* Written task 1 *
Translate this sentence from the text on 2004 Super Tuscans into Spanish: "The best wines should age exceptionally well."

* Selected text *
==========
The April installment of Pick My Next Bottle focuses on Super Tuscans from the the 2004 vintage. As I mentioned in the first installment, the purpose of this series is to provide insight into specific wines or producers you may currently have in your cellar. The winning bottle will be opened on Saturday and a Bottle Note will be published the following week.
2004 was a great vintage in Tuscany. A long, cold winter and a rainy spring delayed the budding and flowering. The prolonged warm summer and unusually hot October brought the grapes to optimum ripeness. The vintage is on par with other classic vintages including 1990 and 1997. The best wines should age exceptionally well.
The Contenders
- 2004 Antinori Tignanello – The estate’s 2004 Tignanello is a modern-day classic. Suggestions of macerated cherries, menthol, sweet spices, licorice and French oak meld seamlessly into a perfumed silky-textured core of ripe fruit. The tannins remain incredibly fine throughout. The wine’s vibrant color and fresh flavors suggest it will age gracefully over the next decade. This is a remarkably refined Tignanello. 94 points from the Wine Advocate.
- 2004 Isole e Olena Cepparello – The 2004 Cepparello has fleshed out beautifully since I last tasted it. Dark raspberries, flowers, licorice and spices blossom from the glass as the wine opens up over time. When it was young the 2004 was a much more linear wine, but since then it has put on a lot of weight. Today, the 2004 comes across as a modern day 1982 because of its balance of aromatics, fruit and structure. Anticipated maturity: 2014-2034. 95 points from Wine Advocate.
==========
* Items from a data source *
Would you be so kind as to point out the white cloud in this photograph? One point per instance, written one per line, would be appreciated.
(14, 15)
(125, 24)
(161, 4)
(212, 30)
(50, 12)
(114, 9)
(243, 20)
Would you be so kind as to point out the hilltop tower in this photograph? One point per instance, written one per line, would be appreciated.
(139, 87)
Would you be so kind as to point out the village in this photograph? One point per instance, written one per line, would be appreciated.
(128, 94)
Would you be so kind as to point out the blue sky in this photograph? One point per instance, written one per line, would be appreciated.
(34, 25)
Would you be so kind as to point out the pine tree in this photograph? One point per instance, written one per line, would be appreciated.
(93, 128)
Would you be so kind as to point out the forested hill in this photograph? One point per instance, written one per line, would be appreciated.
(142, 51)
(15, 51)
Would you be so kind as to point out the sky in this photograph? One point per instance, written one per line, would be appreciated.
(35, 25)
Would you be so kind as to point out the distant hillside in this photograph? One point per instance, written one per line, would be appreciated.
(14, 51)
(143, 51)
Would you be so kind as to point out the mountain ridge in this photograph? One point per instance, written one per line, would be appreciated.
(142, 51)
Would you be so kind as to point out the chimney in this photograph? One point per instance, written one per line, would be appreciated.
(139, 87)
==========
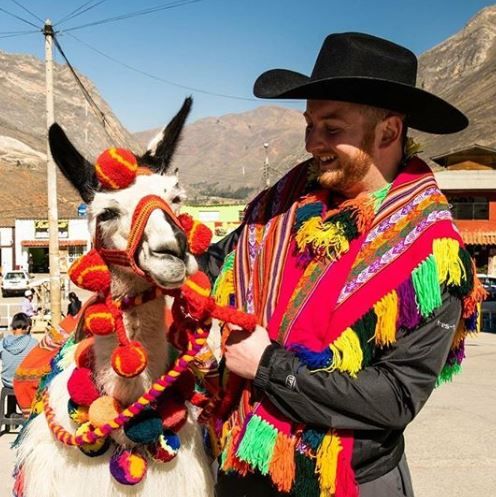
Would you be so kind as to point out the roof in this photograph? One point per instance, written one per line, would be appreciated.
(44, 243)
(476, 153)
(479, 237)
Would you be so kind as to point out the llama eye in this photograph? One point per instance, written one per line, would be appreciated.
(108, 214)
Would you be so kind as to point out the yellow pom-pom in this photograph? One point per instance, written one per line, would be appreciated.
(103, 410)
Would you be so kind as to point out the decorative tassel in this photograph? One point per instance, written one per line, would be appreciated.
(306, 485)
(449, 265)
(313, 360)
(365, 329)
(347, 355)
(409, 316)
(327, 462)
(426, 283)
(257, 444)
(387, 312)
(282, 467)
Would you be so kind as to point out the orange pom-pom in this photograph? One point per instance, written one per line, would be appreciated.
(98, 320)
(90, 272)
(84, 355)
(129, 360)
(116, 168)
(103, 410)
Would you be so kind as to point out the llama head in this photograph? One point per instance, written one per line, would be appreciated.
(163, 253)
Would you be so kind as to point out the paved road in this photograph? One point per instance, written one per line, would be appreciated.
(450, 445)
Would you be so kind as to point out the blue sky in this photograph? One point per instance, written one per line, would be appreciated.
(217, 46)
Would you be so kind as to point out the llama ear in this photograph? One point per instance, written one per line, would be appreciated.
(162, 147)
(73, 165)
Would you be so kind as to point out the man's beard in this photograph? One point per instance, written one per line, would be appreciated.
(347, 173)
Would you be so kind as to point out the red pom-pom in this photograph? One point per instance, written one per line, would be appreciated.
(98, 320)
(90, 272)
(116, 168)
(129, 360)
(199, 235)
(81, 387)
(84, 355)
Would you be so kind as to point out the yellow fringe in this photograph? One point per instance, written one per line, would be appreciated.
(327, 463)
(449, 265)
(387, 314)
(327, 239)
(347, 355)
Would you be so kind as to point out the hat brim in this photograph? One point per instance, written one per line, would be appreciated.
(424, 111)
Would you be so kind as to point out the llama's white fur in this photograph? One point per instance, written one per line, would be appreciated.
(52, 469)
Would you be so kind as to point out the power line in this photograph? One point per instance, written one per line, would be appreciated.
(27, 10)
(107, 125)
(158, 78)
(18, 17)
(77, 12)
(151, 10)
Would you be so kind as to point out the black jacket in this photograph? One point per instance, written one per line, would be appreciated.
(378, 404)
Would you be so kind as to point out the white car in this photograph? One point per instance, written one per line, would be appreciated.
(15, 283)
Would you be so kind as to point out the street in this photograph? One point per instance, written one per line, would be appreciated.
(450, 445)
==========
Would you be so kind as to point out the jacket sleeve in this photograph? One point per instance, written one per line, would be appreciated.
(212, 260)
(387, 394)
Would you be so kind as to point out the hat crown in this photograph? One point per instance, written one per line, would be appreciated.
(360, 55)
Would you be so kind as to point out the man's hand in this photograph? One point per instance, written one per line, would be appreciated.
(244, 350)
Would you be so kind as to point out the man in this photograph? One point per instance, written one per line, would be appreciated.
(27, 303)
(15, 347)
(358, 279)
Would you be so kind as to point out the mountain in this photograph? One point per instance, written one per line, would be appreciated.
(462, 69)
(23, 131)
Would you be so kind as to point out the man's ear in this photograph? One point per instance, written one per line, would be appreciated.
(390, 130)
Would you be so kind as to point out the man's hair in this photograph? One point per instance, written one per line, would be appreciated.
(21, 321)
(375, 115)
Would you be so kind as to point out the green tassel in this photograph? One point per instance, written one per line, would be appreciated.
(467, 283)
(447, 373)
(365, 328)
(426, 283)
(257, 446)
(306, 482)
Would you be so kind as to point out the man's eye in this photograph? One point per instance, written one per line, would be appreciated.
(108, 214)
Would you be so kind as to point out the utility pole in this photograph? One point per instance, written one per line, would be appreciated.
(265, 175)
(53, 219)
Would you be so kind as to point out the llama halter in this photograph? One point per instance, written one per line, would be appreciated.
==========
* Written task 2 *
Pick out each line of the rows above that contains the word "mountain" and copy it. Treat uppercase and lowercase letters as different.

* Exercise solution 1 *
Los mejores vinos deberían envejecer excepcionalmente bien.

* Exercise solution 2 *
Would you be so kind as to point out the mountain ridge in this photograph? One point per instance, written one per line, would be appreciated.
Would you be so kind as to point out the mountain in this photograph? One point per instance, written one per line, would be appreciated.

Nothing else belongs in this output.